» **Text section**
[start]

Velappan’s tenure was not without controversy. One of the biggest was when he organised a walkout of Asian football delegates at the 1999 Fifa Congress in Los Angeles because they were unhappy with Asia’s allocation of spots for the 2002 World Cup.

One of his greatest traits was his ability to smile and stay calm in the face of adversity. That was never better illustrated than at a dramatic AFC Exco meeting in the late 90s when then president, Sultan Ahmed Shah, was plotting to have him sacked.

The president was ready to throw the book at Velappan but the general secretary was never required to lift a finger to defend himself. One by one, the Exco members spoke up in defence of Velappan and, at the end, demanded that Sultan Ahmed Shah withdraw the motion to sack him.

The president had no choice but to agree. At this, Velappan looked up for the first time and continued with the meeting agenda as if nothing happened.

Not only was Velappan still in a job but he had more support than ever before.

It was this kind of demeanour that helped him bring peace between bitter rivalries within AFC – whether it was East Asia vs West Asia, or the many issues between Japan, South Korea and China.

[end]

» **Supplied material**
[start]

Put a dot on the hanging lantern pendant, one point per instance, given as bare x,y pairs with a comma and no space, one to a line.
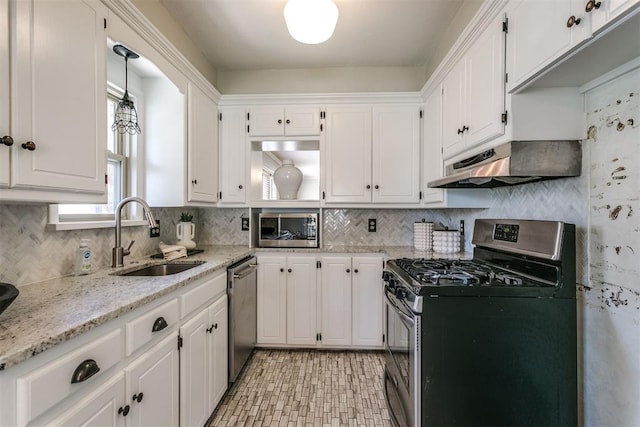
126,116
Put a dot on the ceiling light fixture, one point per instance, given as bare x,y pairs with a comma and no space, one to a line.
311,21
126,116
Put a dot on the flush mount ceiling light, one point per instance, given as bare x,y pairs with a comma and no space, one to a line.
126,117
311,21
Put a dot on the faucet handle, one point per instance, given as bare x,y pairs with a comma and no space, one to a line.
128,250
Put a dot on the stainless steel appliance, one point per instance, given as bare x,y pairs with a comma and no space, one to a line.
288,230
487,341
243,306
515,162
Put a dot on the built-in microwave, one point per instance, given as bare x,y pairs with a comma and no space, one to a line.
288,230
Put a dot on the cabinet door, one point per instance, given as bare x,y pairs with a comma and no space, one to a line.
203,147
272,300
538,34
233,149
347,154
396,154
433,166
302,121
218,351
453,110
266,121
98,409
194,371
608,11
4,94
59,102
152,386
335,287
368,307
301,300
485,86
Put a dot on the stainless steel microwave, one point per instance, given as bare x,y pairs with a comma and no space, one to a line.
288,230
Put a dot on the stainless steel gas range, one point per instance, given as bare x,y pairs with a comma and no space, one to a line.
489,341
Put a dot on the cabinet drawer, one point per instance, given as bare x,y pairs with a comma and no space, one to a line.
48,385
203,293
150,325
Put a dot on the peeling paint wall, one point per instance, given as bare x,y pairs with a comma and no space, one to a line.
611,312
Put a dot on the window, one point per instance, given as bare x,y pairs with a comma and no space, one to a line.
120,170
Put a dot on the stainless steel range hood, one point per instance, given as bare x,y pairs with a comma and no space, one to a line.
515,162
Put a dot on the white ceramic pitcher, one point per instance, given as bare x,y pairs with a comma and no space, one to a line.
186,231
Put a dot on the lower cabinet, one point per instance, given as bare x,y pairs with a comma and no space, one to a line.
203,363
325,300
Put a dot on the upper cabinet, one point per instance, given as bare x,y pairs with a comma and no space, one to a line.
233,155
371,154
56,139
281,121
202,130
473,94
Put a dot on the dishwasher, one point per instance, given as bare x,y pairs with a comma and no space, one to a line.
243,307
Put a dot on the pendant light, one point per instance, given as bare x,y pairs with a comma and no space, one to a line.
311,21
126,117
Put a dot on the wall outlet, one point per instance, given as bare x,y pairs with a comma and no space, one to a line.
155,231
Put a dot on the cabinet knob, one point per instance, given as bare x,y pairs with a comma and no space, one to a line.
159,324
592,5
85,370
573,21
29,145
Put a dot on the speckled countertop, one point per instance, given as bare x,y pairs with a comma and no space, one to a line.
40,317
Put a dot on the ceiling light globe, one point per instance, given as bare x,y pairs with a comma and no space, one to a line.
311,21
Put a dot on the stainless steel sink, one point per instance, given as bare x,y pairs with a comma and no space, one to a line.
164,269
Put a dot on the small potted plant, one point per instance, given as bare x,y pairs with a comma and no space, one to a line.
186,231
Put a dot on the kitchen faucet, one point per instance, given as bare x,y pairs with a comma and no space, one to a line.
118,252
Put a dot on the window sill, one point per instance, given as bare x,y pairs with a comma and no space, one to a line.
87,225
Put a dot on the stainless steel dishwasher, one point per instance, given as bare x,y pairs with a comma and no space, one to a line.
243,306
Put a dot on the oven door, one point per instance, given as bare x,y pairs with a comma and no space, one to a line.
402,357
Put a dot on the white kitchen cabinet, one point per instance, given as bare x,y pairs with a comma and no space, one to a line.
284,121
539,33
152,385
604,12
203,363
396,154
335,287
57,107
473,95
272,299
103,408
301,300
233,155
202,131
367,305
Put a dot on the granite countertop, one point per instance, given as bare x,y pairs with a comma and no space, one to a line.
40,317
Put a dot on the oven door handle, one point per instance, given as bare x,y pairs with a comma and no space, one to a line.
408,320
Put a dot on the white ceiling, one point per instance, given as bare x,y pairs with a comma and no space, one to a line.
252,35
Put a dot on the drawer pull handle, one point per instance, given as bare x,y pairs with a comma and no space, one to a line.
159,324
84,371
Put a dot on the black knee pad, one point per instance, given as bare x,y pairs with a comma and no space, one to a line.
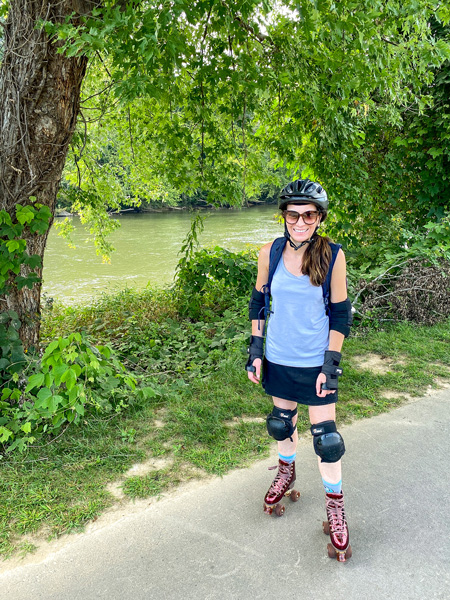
279,423
328,442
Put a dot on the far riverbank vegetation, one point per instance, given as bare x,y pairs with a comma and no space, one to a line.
155,378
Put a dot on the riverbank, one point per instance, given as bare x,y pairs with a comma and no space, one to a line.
200,415
147,250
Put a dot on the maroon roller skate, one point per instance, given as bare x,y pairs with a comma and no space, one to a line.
336,528
281,486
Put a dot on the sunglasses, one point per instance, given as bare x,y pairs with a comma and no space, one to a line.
292,216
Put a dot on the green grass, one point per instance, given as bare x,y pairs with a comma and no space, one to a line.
196,424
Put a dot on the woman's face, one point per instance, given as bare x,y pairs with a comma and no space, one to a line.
301,231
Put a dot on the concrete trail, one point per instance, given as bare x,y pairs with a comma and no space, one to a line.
213,541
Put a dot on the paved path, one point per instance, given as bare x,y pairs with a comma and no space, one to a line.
214,542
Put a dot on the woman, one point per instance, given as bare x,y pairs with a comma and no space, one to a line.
303,345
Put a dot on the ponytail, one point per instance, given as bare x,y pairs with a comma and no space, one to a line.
316,260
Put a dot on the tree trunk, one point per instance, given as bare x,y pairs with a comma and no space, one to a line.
39,103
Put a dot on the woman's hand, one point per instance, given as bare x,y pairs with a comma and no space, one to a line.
257,374
319,391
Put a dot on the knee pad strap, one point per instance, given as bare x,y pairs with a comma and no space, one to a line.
328,442
279,423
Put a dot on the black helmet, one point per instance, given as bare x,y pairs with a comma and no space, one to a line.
304,191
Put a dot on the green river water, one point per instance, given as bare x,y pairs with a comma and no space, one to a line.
147,247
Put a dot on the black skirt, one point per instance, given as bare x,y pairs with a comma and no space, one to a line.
297,384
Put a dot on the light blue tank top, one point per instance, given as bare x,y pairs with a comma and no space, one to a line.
298,328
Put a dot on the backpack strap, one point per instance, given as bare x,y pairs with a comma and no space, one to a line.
276,251
326,286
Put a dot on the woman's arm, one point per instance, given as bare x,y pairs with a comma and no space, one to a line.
338,295
258,324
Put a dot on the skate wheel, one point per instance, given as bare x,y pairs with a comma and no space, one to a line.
294,496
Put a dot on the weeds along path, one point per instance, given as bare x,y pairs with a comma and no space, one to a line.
200,421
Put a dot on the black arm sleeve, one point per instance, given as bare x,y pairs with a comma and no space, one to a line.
341,317
255,305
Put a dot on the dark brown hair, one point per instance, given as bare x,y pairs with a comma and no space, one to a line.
316,260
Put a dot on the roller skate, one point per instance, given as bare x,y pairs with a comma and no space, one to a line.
281,486
336,528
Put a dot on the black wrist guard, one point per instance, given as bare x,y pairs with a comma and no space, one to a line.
255,350
331,369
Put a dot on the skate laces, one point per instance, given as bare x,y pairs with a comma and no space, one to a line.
336,515
281,478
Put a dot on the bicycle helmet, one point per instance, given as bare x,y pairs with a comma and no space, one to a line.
304,191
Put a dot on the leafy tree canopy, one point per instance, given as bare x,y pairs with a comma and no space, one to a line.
216,96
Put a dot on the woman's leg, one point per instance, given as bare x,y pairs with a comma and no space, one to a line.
330,472
286,447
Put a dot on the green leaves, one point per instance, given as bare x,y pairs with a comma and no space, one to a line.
71,378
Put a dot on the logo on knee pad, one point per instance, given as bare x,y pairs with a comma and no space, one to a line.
328,442
279,423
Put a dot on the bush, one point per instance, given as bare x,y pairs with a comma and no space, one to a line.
214,280
415,290
71,378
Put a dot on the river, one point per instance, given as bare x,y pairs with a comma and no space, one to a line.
147,247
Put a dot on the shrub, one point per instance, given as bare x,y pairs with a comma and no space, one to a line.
415,290
71,378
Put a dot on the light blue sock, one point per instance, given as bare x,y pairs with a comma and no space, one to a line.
332,488
287,459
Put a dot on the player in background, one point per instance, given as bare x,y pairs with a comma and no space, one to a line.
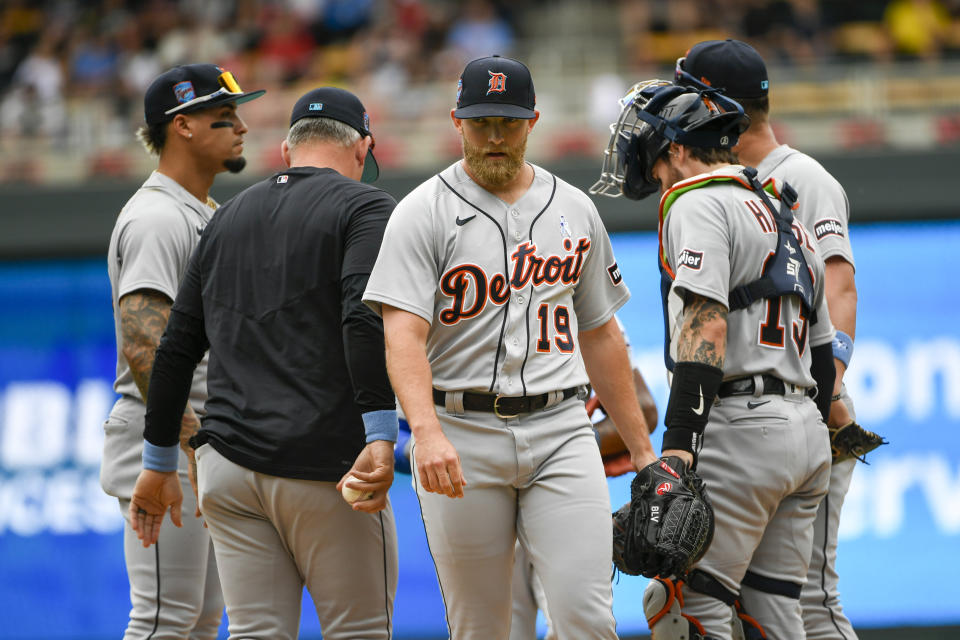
498,287
299,395
737,69
527,590
192,125
746,353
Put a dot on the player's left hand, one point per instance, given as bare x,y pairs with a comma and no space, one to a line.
617,465
373,472
154,493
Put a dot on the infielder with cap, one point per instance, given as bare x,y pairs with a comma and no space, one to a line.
748,343
193,126
498,287
737,69
299,395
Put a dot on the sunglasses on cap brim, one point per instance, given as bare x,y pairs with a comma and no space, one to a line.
228,86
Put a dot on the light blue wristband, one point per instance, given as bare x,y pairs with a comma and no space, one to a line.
160,458
843,348
381,425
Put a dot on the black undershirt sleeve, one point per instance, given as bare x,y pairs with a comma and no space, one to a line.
824,372
181,348
363,343
363,347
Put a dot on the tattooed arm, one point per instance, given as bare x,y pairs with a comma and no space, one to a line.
703,337
143,317
702,340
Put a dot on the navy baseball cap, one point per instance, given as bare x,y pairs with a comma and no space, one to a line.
191,87
339,104
495,87
730,65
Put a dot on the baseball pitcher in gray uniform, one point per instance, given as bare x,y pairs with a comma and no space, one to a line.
498,287
748,344
193,126
824,210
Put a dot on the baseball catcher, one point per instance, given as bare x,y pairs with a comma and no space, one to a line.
667,525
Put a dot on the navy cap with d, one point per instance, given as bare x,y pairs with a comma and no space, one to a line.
338,104
191,87
495,87
730,65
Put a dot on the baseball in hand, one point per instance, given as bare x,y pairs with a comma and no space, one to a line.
353,495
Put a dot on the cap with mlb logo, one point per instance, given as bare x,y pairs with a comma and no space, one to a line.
191,87
729,65
495,87
338,104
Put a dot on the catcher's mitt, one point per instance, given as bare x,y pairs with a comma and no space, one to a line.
667,525
853,441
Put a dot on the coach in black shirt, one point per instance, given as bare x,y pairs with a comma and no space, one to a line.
298,389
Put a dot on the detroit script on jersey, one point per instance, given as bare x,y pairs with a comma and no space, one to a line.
505,286
469,287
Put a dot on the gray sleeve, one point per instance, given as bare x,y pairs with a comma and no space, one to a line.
153,248
601,290
406,273
824,210
821,332
697,247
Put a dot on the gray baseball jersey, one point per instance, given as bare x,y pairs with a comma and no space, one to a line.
724,240
151,244
499,283
822,206
174,587
506,288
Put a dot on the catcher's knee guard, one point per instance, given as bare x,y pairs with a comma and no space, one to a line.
662,601
743,626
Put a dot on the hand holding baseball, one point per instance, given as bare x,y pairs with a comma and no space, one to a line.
352,495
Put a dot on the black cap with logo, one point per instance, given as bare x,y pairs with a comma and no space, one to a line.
495,87
191,87
730,65
341,105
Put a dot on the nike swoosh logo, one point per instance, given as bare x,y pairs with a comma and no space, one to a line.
699,410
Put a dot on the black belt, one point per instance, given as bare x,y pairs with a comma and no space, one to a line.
506,406
747,387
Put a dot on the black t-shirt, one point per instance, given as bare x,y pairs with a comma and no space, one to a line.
274,288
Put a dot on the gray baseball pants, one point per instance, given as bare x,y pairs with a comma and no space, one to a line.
766,471
174,586
273,536
527,600
538,479
823,615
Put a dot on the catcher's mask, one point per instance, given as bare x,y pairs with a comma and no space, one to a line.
653,114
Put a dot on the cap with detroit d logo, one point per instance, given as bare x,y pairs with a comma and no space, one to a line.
341,105
191,87
495,87
730,65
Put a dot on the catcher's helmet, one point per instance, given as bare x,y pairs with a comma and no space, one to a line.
653,114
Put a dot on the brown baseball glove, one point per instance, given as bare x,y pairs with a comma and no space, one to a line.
853,441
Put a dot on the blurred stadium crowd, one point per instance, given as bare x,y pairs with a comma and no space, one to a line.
73,73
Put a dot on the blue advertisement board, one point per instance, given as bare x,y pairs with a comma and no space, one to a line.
61,563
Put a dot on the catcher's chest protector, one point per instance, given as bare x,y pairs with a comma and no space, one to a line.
785,272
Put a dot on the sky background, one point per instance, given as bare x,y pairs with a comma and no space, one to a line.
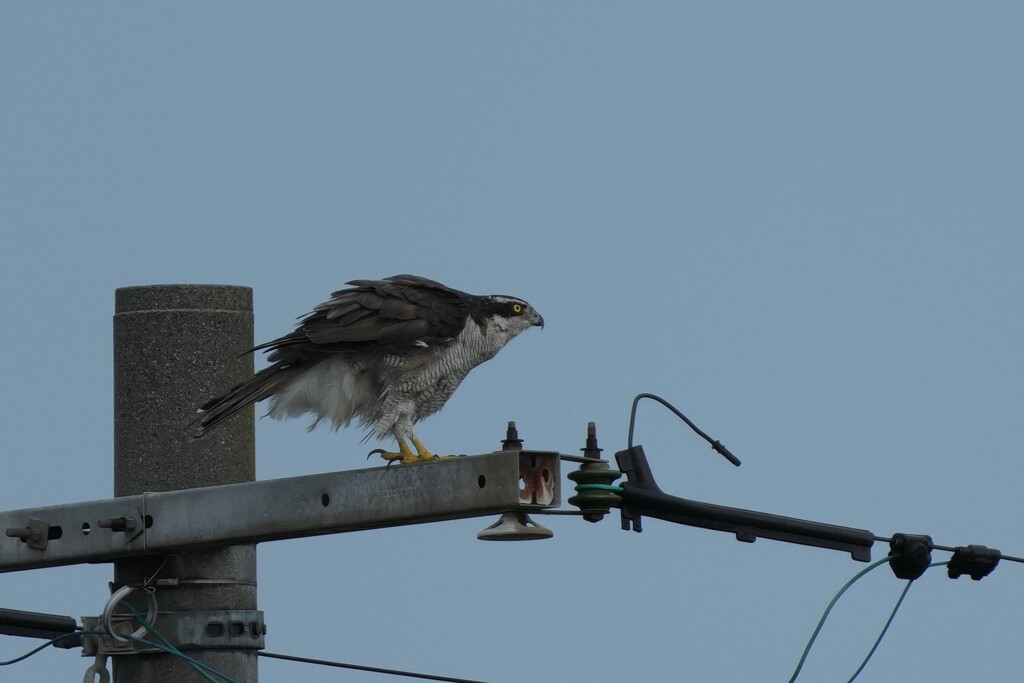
803,223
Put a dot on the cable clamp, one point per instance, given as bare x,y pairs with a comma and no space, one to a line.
977,561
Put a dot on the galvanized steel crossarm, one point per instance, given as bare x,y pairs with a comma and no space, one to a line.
288,508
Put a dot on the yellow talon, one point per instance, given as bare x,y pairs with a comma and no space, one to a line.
406,455
422,450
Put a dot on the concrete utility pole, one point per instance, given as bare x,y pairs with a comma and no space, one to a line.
175,346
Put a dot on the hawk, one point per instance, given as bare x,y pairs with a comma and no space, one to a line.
387,352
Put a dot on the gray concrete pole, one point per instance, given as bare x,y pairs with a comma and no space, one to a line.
174,347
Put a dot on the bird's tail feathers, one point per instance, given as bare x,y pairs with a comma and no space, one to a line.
263,384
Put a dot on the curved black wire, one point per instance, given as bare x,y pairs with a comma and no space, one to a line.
715,443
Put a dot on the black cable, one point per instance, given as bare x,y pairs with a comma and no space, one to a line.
715,443
373,670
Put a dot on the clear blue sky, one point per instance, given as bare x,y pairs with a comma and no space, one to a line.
802,222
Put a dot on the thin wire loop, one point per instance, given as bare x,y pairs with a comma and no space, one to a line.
115,600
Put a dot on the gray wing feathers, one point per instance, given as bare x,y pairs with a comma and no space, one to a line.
399,315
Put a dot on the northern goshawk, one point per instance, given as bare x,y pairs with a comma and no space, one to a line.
387,352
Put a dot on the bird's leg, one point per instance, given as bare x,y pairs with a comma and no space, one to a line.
424,453
404,455
421,450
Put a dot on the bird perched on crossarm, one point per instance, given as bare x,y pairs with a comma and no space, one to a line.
388,352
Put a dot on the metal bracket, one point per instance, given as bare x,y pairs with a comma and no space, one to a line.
36,534
215,629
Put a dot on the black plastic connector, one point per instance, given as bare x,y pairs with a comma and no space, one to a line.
976,561
909,555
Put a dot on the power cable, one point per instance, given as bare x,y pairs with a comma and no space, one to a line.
202,669
374,670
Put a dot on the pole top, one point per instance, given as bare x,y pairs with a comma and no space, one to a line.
170,297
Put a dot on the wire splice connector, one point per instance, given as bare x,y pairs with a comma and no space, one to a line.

[end]

» **Set exercise 1**
Decide whether each statement agrees with the text about Velappan. For each, answer yes or no and quote the words of the text that decide it.
(a) The walkout at the 1999 Fifa Congress took place in Los Angeles.
(b) At the Exco meeting, Velappan spoke at length to defend himself.
(c) The Exco members demanded that the motion to sack Velappan be withdrawn.
» **Set exercise 2**
Copy out the text about Velappan between "One of his greatest" and "if nothing happened.", inclusive.

» **Written reply 1**
(a) Yes: "at the 1999 Fifa Congress in Los Angeles"
(b) No: "the general secretary was never required to lift a finger to defend himself"
(c) Yes: "demanded that Sultan Ahmed Shah withdraw the motion to sack him"

» **Written reply 2**
One of his greatest traits was his ability to smile and stay calm in the face of adversity. That was never better illustrated than at a dramatic AFC Exco meeting in the late 90s when then president, Sultan Ahmed Shah, was plotting to have him sacked.

The president was ready to throw the book at Velappan but the general secretary was never required to lift a finger to defend himself. One by one, the Exco members spoke up in defence of Velappan and, at the end, demanded that Sultan Ahmed Shah withdraw the motion to sack him.

The president had no choice but to agree. At this, Velappan looked up for the first time and continued with the meeting agenda as if nothing happened.